▶ Provided text:
- - -

A tree protection system at the Royal Botanic Garden Edinburgh (RBGE) has combined with modern construction technology to help protect a renowned living collection of plants.
The multi-million pound Edinburgh Biomes development includes the restoration of RBGE’s heritage glasshouses but, with construction set to take place in heart of the 70-acre site, twelve of the garden’s 3,500 trees were at risk of damage.
Arboriculture specialists at RBGE, environmental consultants Ironside Farrar and construction company Balfour Beatty, worked with supplier Green Grid Systems to devise a bespoke plan to protect Scotland’s National Botanic Collection.
Will Hinchliffe, arboriculture supervisor at RBGE, explained, “Trees provide enormous value to society, particularly in urban landscapes where they help people to connect with nature. However, they are also very vulnerable. A tree which takes decades or even hundreds of years to reach maturity, can suffer irreversible damage in just a few minutes.
“As curators of trees which are often endangered in the wild, our priority is to protect and retain mature trees that grow in close proximity to the development site. In turn, the survival of prominent features will help to embed the site into the natural environment, adding to the sense of an established landscape when the project ends.”
Gillian Smith, technical director at Ironside Farrar, added, “As a world-leading botanic garden, RBGE has specific site conditions which first required careful consideration. Working closely with manufacturer Green Grid Systems, the team has adapted the existing systems to suit the Garden’s requirements and have delivered a solution that will secure the best long-term outcome for invaluable specimen trees.”

- - -

▶ Parts of the exercise:
- A) Decide whether each statement below agrees with the tree protection article. Answer yes or no for each, and quote the words from the article that settle it.
(i) Twelve of the garden's trees were at risk of damage from the construction.
(ii) Gillian Smith is the arboriculture supervisor at RBGE.
(iii) The garden site covers 70 acres.
- B) In the tree protection article, which supplier did the team work with to devise the plan?
- C) Write a continuation of the tree protection article, starting after its final sentence.

▶ Dataset:

- - -

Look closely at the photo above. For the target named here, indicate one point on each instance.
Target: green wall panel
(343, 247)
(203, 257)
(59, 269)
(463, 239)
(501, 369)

- - -

▶ Response list:
- A)
(i) Yes: "twelve of the garden’s 3,500 trees were at risk of damage"
(ii) No: "Gillian Smith, technical director at Ironside Farrar"
(iii) Yes: "the 70-acre site"

- B) Green Grid Systems.

- C)
Five years in the planning, the teams incorporated techniques they learned from previous construction projects at the garden and introduced new technologies. These include a root bridge of steel piles and beams submerged into the haul road surface. Designed to protect vulnerable root systems, a void beneath the raft-style grid allows space for future root growth without affecting the final paved surface.
It will also disperse the weight of heavy construction vehicles, helping to avoid damage to the roots through compaction or contamination of the soil.
To minimise the risk of flooding, new paths have been created using porous geotextile cells instead of the traditional covering of tarmac. The honeycomb structure of the cells helps to attenuate surface water, which is said to ensure a more sustainable drainage system.
Above ground, protective barriers have been secured around the rarest of trees. The action has already attracted visits from tree specialists across Britain.
RBGE said the final aim is to deliver a project that will serve as the ‘gold standard’ in tree protection management, facilitate a major construction development, and showcase a living collection that is ‘functional, impressive and a calm place’ for all to enjoy.